= WORK INSTRUCTIONS =
1. Set down, word for word, the stretch of the piece on Father William Dubay from "Renegade priest: Father" through "island or dead.".
2. Condense the paragraph of the piece on Father William Dubay that begins "The battle that made him famous" into a short bulleted list that keeps its main facts.

= PASSAGE GIVEN =
━━━━━━━━━━━━━━━━━━━━

Renegade priest: Father William Dubay

Each week, a big pile of books comes across my desk. Very rarely, however, does one rock me back in my chair.

Recently it was William H. Dubay’s The Priest and the Cardinal, Race and Rebellion in 1960s Los Angeles. In the tumultuous mid-1960s, depending on one’s stance on the controversies that rocked the church, Mr. Dubay was one of the most admired or despised spokesmen for reform. But I had not heard or read his name in almost 47 years. He was either working quietly on a remote island or dead.

The battle that made him famous combined the three most heated domestic issues to rock the post-Vatican II Catholic Church: religion, race and authority. Born in 1934, he entered the seminary at 13, was ordained in the Archdiocese of Los Angeles in 1960 and stationed in a segregated white parish in the San Fernando Valley. The cardinal, James Francis McIntyre, was known for the discipline administered to his priests who spoke out on controversial issues, like racial segregation, which many priests and bishops considered morally wrong. Meanwhile Father Dubay built a reputation as a writer for the Catholic press, including two articles for America, “Protestants Teach, Too” (9/6/62), a survey of Protestant books on the Bible and “Who’s Got the Hymns” (9/17/63), a proposal of a common hymnal for all Christian denominations.Father Dubay also published a Sunday newsletter calling on Catholics to support integration.

━━━━━━━━━━━━━━━━━━━━

Location labeling rows

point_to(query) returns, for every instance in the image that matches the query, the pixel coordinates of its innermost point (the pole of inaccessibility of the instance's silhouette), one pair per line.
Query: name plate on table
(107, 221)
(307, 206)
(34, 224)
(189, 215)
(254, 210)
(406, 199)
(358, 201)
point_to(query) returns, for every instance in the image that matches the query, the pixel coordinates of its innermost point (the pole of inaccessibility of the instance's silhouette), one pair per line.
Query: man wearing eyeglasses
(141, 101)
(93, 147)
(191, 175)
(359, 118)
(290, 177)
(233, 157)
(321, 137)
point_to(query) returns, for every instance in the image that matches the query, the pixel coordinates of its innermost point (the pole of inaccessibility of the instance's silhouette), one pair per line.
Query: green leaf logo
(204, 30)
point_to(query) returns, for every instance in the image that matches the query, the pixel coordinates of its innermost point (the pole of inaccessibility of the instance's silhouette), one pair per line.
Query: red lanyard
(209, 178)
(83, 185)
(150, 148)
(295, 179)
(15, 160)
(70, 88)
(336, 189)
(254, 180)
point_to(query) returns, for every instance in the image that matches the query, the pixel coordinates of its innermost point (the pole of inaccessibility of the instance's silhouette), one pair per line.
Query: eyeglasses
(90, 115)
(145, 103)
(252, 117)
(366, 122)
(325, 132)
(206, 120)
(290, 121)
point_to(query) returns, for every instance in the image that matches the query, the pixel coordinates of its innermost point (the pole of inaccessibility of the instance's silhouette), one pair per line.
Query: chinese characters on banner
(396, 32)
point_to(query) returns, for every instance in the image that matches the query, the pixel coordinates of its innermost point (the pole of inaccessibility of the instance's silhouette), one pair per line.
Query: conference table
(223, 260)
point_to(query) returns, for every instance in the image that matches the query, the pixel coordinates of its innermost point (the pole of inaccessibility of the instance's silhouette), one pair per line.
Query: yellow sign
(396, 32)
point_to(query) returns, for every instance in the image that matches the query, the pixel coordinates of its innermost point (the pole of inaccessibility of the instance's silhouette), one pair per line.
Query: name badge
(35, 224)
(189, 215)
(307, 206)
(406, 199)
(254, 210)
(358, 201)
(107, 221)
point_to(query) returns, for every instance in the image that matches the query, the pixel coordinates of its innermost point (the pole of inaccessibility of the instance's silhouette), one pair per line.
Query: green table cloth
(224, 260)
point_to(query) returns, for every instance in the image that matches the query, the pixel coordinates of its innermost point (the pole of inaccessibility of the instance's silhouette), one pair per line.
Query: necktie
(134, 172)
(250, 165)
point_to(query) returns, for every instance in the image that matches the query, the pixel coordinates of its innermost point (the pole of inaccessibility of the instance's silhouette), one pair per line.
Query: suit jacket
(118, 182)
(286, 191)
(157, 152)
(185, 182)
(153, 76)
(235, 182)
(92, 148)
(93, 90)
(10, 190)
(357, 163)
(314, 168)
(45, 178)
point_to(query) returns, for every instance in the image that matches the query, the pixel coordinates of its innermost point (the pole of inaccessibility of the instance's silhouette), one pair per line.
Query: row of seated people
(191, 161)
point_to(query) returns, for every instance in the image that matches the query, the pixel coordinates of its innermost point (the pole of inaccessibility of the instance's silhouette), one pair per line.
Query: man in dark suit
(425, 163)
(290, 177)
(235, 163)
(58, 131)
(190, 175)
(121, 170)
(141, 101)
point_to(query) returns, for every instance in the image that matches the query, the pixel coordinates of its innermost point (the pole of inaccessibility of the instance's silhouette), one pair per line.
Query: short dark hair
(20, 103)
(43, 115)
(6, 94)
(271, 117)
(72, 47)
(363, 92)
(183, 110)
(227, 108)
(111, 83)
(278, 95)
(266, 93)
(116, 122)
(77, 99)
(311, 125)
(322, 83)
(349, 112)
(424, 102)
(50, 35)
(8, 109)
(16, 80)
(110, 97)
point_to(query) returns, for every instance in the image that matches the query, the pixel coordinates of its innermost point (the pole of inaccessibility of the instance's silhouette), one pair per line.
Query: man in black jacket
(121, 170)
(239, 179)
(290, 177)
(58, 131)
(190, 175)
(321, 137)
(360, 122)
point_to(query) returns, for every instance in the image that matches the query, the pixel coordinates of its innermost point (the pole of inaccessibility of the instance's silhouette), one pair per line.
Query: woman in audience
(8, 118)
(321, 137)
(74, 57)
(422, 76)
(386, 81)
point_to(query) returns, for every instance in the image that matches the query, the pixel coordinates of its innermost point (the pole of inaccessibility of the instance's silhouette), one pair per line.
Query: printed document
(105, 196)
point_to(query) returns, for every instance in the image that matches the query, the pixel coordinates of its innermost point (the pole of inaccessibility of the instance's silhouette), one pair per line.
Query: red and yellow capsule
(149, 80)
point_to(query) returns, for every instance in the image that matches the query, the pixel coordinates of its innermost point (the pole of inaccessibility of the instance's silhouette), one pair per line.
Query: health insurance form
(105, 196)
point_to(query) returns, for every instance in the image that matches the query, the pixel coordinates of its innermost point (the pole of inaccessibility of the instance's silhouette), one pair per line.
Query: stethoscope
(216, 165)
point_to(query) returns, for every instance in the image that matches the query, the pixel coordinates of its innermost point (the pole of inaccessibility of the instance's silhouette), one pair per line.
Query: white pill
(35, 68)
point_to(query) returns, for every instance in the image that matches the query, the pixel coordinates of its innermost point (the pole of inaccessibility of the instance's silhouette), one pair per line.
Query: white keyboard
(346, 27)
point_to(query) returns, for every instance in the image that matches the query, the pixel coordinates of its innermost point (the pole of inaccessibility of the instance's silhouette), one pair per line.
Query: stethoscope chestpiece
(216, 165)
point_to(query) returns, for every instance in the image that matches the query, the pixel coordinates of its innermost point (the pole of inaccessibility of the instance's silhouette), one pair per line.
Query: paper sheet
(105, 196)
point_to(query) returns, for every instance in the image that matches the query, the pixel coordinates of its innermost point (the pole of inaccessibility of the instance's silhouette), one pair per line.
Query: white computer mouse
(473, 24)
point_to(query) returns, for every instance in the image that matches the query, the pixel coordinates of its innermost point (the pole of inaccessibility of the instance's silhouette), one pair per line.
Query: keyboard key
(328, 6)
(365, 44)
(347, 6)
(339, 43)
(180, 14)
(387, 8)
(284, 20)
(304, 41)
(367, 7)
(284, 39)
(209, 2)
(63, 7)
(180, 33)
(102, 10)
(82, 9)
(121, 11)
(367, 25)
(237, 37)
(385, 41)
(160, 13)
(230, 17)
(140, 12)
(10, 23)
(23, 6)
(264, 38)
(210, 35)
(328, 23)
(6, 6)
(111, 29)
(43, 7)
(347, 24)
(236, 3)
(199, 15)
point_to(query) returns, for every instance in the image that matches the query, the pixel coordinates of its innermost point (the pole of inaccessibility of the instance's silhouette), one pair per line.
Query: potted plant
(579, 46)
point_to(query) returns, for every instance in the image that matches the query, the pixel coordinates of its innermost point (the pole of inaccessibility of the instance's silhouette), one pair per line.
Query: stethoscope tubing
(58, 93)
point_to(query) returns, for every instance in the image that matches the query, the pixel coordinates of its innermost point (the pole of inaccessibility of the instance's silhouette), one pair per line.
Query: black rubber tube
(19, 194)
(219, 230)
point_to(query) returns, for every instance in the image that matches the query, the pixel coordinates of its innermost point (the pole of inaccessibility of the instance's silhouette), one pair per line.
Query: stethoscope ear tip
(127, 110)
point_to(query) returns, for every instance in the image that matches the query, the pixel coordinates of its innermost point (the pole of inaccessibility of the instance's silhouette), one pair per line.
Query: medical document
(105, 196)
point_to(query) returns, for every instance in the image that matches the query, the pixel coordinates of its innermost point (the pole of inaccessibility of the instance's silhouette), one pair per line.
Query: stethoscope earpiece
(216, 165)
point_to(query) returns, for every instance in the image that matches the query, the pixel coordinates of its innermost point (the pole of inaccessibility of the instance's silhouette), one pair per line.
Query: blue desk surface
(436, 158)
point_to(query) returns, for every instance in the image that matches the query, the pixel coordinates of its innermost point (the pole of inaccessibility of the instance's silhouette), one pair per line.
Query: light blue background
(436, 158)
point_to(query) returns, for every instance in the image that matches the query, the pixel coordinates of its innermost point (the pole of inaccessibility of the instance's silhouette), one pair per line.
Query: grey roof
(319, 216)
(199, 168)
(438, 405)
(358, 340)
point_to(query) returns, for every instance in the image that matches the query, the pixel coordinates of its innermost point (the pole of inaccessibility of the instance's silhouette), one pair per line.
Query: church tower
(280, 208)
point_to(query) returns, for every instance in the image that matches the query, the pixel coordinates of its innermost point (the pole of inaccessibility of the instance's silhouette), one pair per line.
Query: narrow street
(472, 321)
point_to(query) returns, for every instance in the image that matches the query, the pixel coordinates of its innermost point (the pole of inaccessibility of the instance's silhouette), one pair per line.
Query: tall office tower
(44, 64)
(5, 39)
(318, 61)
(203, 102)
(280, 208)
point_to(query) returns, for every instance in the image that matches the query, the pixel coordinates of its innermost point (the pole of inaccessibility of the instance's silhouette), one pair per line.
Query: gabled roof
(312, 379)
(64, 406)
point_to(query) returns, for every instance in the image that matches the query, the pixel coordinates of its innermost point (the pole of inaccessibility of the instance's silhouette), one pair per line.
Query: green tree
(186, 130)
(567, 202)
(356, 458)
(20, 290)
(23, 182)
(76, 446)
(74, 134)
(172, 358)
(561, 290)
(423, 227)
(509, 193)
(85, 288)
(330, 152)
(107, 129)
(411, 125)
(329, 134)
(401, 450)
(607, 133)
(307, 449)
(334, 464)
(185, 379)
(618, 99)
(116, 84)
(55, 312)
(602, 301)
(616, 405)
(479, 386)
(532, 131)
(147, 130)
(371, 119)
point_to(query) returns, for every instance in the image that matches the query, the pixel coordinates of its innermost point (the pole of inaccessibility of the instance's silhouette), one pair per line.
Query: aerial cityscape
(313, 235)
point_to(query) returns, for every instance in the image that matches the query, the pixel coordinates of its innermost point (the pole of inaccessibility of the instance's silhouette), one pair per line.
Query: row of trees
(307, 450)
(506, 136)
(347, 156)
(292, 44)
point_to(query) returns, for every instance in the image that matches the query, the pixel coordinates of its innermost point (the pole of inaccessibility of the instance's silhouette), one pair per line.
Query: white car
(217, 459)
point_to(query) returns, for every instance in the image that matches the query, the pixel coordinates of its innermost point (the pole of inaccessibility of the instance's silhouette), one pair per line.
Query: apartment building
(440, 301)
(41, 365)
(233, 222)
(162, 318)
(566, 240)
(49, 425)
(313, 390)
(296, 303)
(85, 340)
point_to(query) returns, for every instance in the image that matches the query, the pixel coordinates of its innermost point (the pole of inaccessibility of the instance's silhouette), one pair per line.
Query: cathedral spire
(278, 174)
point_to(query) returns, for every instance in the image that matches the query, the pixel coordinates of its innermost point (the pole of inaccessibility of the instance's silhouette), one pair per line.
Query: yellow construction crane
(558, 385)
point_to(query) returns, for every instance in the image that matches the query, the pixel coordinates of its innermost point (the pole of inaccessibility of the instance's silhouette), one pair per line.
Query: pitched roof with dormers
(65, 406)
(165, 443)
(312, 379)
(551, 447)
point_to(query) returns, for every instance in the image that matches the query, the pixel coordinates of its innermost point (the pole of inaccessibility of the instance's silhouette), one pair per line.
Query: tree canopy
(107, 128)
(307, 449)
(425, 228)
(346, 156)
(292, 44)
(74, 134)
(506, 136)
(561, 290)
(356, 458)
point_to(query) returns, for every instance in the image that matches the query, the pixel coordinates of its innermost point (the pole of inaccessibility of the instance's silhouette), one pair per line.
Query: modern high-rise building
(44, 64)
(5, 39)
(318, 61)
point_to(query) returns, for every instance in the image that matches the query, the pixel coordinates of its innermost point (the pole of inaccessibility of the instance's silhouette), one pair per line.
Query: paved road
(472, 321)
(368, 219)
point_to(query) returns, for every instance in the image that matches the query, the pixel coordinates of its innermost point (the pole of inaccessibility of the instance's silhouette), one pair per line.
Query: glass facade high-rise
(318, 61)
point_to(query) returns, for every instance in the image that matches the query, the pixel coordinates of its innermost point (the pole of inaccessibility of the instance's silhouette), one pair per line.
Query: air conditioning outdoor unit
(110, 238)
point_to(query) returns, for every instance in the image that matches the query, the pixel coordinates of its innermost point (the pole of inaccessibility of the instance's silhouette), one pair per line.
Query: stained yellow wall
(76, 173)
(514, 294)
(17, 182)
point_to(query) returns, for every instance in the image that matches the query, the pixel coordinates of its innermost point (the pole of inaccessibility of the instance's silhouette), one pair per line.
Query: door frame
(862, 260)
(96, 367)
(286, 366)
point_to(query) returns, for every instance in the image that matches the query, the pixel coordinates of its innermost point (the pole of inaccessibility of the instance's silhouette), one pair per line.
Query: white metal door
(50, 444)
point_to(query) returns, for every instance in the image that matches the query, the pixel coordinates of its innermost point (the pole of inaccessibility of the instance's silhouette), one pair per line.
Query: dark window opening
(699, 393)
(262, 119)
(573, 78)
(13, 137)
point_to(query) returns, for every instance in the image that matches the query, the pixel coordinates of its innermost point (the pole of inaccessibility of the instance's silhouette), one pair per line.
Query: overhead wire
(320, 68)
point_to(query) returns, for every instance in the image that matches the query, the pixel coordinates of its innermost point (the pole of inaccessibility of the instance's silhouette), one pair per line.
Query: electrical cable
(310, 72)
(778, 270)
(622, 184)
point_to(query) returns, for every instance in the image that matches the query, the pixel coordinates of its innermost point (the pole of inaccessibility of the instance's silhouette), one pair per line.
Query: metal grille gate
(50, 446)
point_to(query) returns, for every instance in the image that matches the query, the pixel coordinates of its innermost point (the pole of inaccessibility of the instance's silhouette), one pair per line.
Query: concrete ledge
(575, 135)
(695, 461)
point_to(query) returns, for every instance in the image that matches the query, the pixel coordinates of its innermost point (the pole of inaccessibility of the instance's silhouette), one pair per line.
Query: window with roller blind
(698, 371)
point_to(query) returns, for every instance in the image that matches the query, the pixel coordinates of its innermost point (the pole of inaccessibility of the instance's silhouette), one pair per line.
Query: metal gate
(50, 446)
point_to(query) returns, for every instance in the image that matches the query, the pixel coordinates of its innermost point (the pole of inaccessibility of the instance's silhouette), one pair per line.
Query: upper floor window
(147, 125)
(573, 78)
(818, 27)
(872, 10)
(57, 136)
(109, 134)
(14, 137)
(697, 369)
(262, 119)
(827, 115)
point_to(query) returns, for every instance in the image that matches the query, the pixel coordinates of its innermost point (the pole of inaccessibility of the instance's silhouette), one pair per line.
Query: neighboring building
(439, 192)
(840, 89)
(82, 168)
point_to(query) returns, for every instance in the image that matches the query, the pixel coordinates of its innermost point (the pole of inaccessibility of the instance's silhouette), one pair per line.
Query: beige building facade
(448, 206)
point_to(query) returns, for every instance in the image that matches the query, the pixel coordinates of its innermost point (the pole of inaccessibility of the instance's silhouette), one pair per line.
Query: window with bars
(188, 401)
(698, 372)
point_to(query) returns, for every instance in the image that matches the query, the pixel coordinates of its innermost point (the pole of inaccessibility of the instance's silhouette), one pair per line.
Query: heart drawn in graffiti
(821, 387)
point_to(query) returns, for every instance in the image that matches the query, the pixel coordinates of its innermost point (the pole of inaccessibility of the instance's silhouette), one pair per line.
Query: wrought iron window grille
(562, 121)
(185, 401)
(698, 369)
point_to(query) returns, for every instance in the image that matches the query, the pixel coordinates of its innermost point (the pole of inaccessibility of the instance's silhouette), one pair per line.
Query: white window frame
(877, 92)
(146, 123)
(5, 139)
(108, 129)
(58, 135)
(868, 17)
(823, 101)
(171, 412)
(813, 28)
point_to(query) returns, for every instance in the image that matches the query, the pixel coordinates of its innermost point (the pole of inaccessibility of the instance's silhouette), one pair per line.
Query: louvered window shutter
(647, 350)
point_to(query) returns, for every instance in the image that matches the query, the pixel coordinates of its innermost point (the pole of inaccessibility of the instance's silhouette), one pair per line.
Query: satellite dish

━━━━━━━━━━━━━━━━━━━━

= ANSWERS TO THE TASKS =
1.
Renegade priest: Father William Dubay

Each week, a big pile of books comes across my desk. Very rarely, however, does one rock me back in my chair.

Recently it was William H. Dubay’s The Priest and the Cardinal, Race and Rebellion in 1960s Los Angeles. In the tumultuous mid-1960s, depending on one’s stance on the controversies that rocked the church, Mr. Dubay was one of the most admired or despised spokesmen for reform. But I had not heard or read his name in almost 47 years. He was either working quietly on a remote island or dead.

2.
- The battle that made him famous combined religion, race and authority, the three most heated domestic issues in the post-Vatican II Catholic Church.
- Born in 1934, he entered the seminary at 13 and was ordained in the Archdiocese of Los Angeles in 1960.
- He was stationed in a segregated white parish in the San Fernando Valley.
- Cardinal James Francis McIntyre was known for disciplining priests who spoke out on controversial issues like racial segregation.
- Father Dubay wrote for the Catholic press, including two articles for America: "Protestants Teach, Too" (9/6/62) and "Who's Got the Hymns" (9/17/63).
- He also published a Sunday newsletter urging Catholics to support integration.